─── Records for the task ───

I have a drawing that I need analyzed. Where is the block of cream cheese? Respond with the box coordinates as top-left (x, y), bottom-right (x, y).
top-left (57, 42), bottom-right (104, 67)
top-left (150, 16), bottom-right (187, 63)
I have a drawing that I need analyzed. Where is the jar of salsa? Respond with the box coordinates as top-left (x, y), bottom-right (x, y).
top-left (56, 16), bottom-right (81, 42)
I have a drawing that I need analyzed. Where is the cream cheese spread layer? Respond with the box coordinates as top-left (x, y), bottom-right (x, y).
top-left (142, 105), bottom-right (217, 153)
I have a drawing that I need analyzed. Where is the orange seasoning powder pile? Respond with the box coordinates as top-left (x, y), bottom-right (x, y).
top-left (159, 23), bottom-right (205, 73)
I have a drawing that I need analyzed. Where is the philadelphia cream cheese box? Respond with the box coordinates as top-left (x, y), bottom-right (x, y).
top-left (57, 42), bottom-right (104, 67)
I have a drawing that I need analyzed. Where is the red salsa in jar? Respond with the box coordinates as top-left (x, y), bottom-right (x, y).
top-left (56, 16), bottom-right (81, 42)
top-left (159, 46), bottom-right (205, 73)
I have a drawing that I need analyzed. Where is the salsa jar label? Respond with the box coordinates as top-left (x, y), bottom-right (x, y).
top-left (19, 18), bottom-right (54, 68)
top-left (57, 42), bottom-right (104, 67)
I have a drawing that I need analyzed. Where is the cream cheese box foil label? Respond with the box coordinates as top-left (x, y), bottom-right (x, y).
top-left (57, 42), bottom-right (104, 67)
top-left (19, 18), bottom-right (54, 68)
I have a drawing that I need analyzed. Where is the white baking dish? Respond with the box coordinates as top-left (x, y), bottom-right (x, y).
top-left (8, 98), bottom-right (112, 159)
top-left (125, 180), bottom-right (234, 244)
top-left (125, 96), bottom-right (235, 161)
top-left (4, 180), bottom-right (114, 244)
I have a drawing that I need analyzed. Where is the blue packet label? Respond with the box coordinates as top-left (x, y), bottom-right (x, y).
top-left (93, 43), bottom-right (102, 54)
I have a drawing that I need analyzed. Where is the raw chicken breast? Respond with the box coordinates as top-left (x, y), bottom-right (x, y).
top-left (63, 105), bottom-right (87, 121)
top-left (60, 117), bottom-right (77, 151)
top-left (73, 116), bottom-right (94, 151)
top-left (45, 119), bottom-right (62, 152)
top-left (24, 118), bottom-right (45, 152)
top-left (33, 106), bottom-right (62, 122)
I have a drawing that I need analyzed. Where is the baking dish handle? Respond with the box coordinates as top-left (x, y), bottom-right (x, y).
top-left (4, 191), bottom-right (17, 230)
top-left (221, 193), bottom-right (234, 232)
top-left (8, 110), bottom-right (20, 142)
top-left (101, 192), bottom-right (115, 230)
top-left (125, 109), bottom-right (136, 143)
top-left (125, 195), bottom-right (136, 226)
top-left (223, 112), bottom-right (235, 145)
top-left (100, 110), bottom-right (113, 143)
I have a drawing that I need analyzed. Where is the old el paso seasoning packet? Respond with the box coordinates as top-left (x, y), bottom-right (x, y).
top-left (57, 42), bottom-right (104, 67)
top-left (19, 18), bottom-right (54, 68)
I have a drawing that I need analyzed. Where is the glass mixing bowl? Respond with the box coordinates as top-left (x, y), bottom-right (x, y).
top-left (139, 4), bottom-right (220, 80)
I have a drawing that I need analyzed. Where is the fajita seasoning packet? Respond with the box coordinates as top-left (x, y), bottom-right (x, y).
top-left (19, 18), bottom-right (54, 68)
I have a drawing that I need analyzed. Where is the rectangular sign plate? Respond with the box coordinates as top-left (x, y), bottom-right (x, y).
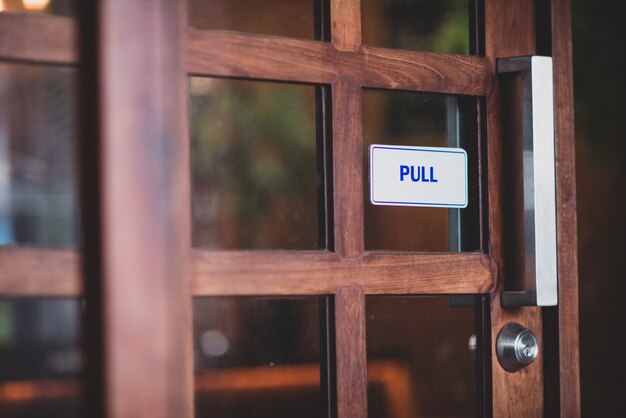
top-left (369, 144), bottom-right (467, 208)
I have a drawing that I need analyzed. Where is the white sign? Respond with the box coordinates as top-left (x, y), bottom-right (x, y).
top-left (369, 145), bottom-right (467, 208)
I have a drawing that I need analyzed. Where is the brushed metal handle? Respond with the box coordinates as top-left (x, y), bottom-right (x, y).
top-left (497, 56), bottom-right (558, 306)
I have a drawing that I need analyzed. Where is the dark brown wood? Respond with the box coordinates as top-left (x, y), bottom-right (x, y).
top-left (335, 286), bottom-right (367, 418)
top-left (0, 247), bottom-right (83, 297)
top-left (80, 0), bottom-right (192, 418)
top-left (485, 0), bottom-right (543, 418)
top-left (330, 0), bottom-right (361, 51)
top-left (173, 0), bottom-right (194, 417)
top-left (0, 248), bottom-right (495, 297)
top-left (552, 0), bottom-right (581, 418)
top-left (192, 251), bottom-right (495, 296)
top-left (185, 28), bottom-right (492, 96)
top-left (0, 13), bottom-right (78, 64)
top-left (0, 13), bottom-right (492, 96)
top-left (332, 81), bottom-right (365, 257)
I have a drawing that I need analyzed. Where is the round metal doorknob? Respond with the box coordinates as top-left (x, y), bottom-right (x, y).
top-left (496, 322), bottom-right (539, 372)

───

-- Exercise prompt --
Return each line of the data above that contains the word "metal".

-- Task result --
I have a drawing that I need analyzed. Where is the brushed metal handle? Respond with the box coordinates as top-left (x, y), bottom-right (x, y).
I have a drawing that I need analyzed. Where is the round metal doorknob? Respond with the box coordinates as top-left (x, y), bottom-right (x, y).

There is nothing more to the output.